Re: [Linux-ha-dev] Adding reload to the OCF specification

2006-07-03 Thread Lars Marowsky-Bree
On 2006-07-01T08:43:05, Andrew Beekhof [EMAIL PROTECTED] wrote:

 Lack of disagreement implies agreement.
 
 Alan, how about we plan this as an enhancement for 2.0.7?
 
 Unlikely.
 This is a significant departure from the current design and a major
 piece of work.

Well, ok. So not 2.0.7. ;-)

But, is it such a major departure from the current design?

We do notice already when the instance parameters have changed. So, for
some resources (or some instance parameters, which may be harder), we
know figure that this means we don't have to stop  start them, but that
we send them a reload with the new parameters. Which we can then use
from there on.

If it fails, we treat it like we treat any other failed op, namely: the
resource has failed.

The reload op is even tracked in the lrmd for us.

Of course it's different, but fundamentally so? I think not. I may be
wrong here.

 Essentially all the same problems from the migrate discussion apply.

Well, the migrate discussion is special in the sense that an op on one
node causes a resource to appear somewhere else, ie an op which crosses
node boundaries. That is, indeed, a major change.

I must have been dumb here, and missing something. What is it? ;-)

(If we really can't readily do it in the current design, it's something
to put on the plate for the PE rewrite at least, which I think should
happen for 2.0.[78] (within the next 3-9 months), given that most issues
we currently have seem to require it, from migrate to m/s resources
etc...)


Sincerely,
Lars Marowsky-Brée

-- 
High Availability  Clustering
SUSE Labs, Research and Development
SUSE LINUX Products GmbH - A Novell Business -- Charles Darwin
Ignorance more frequently begets confidence than does knowledge

___
Linux-HA-Dev: Linux-HA-Dev@lists.linux-ha.org
http://lists.linux-ha.org/mailman/listinfo/linux-ha-dev
Home Page: http://linux-ha.org/


Re: [Linux-ha-dev] Adding reload to the OCF specification

2006-07-03 Thread Lars Marowsky-Bree
On 2006-07-03T16:16:20, Andrew Beekhof [EMAIL PROTECTED] wrote:

 think of a stack of resources and what happens when something in the
 middle changes... how we pull down the stack to the resource that
 changed and build it up again.
 
 thats very different to starting at the resource that changed and
 working upwards.
 
 of course if anything above you (logically) doesn't support reload
 then the PE has to revert to stop/start.  figuring that out isn't
 trivial nor is figuring out *when* to do the calculation.

No no no! The whole _point_ of reload is that _it does not affect
resources depending on it_. It is purely local to the given resource.

Only if the reload fails would we treat it as failed and the whole
process, but, we already know how to treat resources as failed ;-)

__RECORD SET__:
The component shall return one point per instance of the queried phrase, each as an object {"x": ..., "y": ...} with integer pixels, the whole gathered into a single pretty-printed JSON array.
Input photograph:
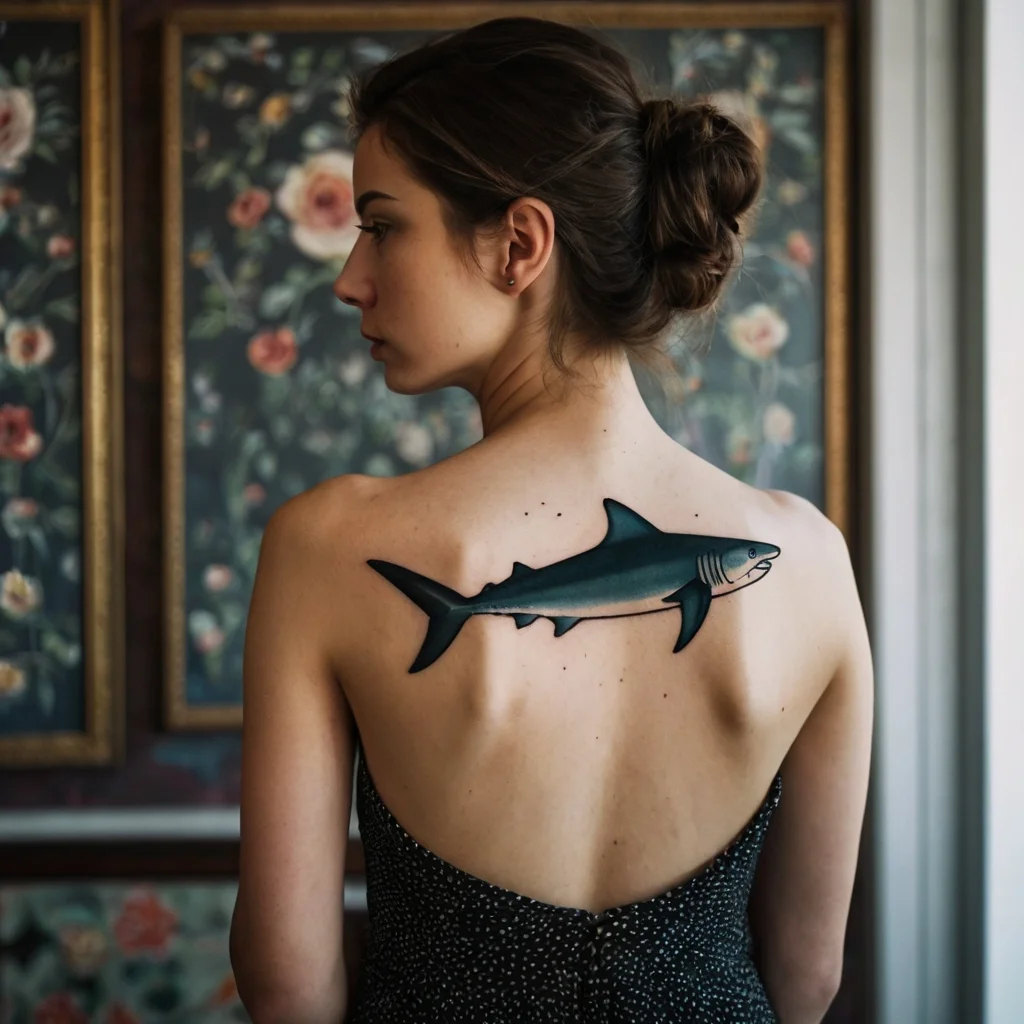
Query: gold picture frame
[
  {"x": 100, "y": 741},
  {"x": 837, "y": 431}
]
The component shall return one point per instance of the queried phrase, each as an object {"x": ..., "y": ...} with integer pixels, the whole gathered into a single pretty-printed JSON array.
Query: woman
[{"x": 585, "y": 668}]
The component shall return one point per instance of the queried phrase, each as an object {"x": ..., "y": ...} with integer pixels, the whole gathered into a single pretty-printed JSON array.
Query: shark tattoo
[{"x": 637, "y": 569}]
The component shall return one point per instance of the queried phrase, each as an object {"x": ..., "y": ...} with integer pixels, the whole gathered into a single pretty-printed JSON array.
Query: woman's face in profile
[{"x": 439, "y": 320}]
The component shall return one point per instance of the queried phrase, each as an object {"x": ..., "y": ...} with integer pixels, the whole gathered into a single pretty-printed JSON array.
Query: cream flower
[
  {"x": 759, "y": 332},
  {"x": 316, "y": 197},
  {"x": 17, "y": 126},
  {"x": 217, "y": 578},
  {"x": 12, "y": 682},
  {"x": 779, "y": 424},
  {"x": 19, "y": 595},
  {"x": 414, "y": 443},
  {"x": 28, "y": 344}
]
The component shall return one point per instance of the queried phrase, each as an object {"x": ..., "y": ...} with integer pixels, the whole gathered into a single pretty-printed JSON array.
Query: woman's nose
[{"x": 351, "y": 289}]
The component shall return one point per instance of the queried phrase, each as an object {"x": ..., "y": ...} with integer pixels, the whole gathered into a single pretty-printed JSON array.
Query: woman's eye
[{"x": 377, "y": 230}]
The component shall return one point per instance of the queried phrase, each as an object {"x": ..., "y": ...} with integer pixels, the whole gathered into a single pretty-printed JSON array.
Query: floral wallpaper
[
  {"x": 117, "y": 954},
  {"x": 281, "y": 392},
  {"x": 41, "y": 679}
]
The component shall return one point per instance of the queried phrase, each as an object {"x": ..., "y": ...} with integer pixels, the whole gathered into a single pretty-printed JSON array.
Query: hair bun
[{"x": 704, "y": 173}]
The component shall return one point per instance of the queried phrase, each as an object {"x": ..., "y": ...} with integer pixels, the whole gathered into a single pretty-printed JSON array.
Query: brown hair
[{"x": 646, "y": 194}]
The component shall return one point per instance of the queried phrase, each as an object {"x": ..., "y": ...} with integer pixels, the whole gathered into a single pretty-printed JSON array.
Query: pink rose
[
  {"x": 273, "y": 352},
  {"x": 316, "y": 197},
  {"x": 217, "y": 578},
  {"x": 17, "y": 438},
  {"x": 249, "y": 207},
  {"x": 254, "y": 494},
  {"x": 59, "y": 247},
  {"x": 144, "y": 925}
]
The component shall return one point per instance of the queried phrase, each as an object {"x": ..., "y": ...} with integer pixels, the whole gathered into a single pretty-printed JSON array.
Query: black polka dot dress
[{"x": 446, "y": 947}]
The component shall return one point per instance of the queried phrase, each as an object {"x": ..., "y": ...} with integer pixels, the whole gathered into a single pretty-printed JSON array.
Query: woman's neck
[{"x": 601, "y": 395}]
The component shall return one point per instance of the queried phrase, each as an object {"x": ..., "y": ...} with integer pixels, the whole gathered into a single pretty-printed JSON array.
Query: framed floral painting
[
  {"x": 268, "y": 385},
  {"x": 60, "y": 565},
  {"x": 118, "y": 953}
]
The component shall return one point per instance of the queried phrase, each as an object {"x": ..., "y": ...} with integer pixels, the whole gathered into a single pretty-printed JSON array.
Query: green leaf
[
  {"x": 23, "y": 70},
  {"x": 305, "y": 329},
  {"x": 332, "y": 59},
  {"x": 275, "y": 300},
  {"x": 202, "y": 241},
  {"x": 211, "y": 174},
  {"x": 46, "y": 694},
  {"x": 67, "y": 520},
  {"x": 38, "y": 540},
  {"x": 248, "y": 269},
  {"x": 208, "y": 326},
  {"x": 213, "y": 295}
]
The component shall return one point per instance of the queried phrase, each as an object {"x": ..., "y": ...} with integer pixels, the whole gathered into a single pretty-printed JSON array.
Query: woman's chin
[{"x": 402, "y": 383}]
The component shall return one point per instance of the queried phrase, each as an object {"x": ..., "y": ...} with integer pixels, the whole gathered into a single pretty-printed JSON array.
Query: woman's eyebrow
[{"x": 368, "y": 197}]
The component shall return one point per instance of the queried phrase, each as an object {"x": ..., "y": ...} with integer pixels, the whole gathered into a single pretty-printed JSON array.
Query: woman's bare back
[{"x": 597, "y": 767}]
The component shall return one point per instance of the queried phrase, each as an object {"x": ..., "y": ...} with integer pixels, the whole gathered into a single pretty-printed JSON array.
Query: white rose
[
  {"x": 353, "y": 370},
  {"x": 316, "y": 197},
  {"x": 779, "y": 424},
  {"x": 758, "y": 332},
  {"x": 17, "y": 126}
]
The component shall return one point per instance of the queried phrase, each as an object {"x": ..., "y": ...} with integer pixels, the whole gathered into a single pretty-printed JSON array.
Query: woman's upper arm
[
  {"x": 296, "y": 787},
  {"x": 806, "y": 871}
]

__GIVEN PROBLEM 1__:
Answer these questions about the reload thread:
(a) In the first message, how does Lars say a failed reload would be treated?
(b) Which component already tracks the reload op?
(c) Within what time frame does Lars think the PE rewrite should happen?
__GIVEN PROBLEM 2__: Resume the mailing-list thread on adding reload to the OCF specification from the point where it stops.
The records have no connection to the text.

__EXERCISE RESPONSE 1__:
(a) Like any other failed op: the resource has failed.
(b) The lrmd.
(c) Within the next 3-9 months, for 2.0.[78].

__EXERCISE RESPONSE 2__:
Sincerely,
Lars Marowsky-Brée

-- 
High Availability  Clustering
SUSE Labs, Research and Development
SUSE LINUX Products GmbH - A Novell Business -- Charles Darwin
Ignorance more frequently begets confidence than does knowledge

___
Linux-HA-Dev: Linux-HA-Dev@lists.linux-ha.org
http://lists.linux-ha.org/mailman/listinfo/linux-ha-dev
Home Page: http://linux-ha.org/


Re: Re: [Linux-ha-dev] Adding reload to the OCF specification

2006-07-03 Thread Andrew Beekhof

On 7/3/06, Lars Marowsky-Bree [EMAIL PROTECTED] wrote:

On 2006-07-03T16:16:20, Andrew Beekhof [EMAIL PROTECTED] wrote:

 think of a stack of resources and what happens when something in the
 middle changes... how we pull down the stack to the resource that
 changed and build it up again.

 thats very different to starting at the resource that changed and
 working upwards.

 of course if anything above you (logically) doesn't support reload
 then the PE has to revert to stop/start.  figuring that out isn't
 trivial nor is figuring out *when* to do the calculation.

No no no! The whole _point_ of reload is that _it does not affect
resources depending on it_. It is purely local to the given resource.


to which i would respond how do we know that?

we store a hash of the parameters remember... we know something
changed but have no idea what nor if it was important... in which case
you would have to assume it was.


Only if the reload fails would we treat it as failed and the whole
process, but, we already know how to treat resources as failed ;-)

___
Linux-HA-Dev: Linux-HA-Dev@lists.linux-ha.org
http://lists.linux-ha.org/mailman/listinfo/linux-ha-dev
Home Page: http://linux-ha.org/


Re: [Linux-ha-dev] Adding reload to the OCF specification

2006-07-03 Thread Lars Marowsky-Bree
On 2006-07-03T21:34:37, Andrew Beekhof [EMAIL PROTECTED] wrote:

 No no no! The whole _point_ of reload is that _it does not affect
 resources depending on it_. It is purely local to the given resource.
 to which i would respond how do we know that?
 
 we store a hash of the parameters remember... we know something
 changed but have no idea what nor if it was important... in which case
 you would have to assume it was.

Uhm, I don't want to be annoying, but did you actually read this thread?
;-)

First, one could assume that for a RA supporting reload, all changes
are reloadable - and put it into the admins care to not change
attributes which wouldn't be. (This could be done with a hint to the
GUI, but wouldn't require additional smarts in the PE.)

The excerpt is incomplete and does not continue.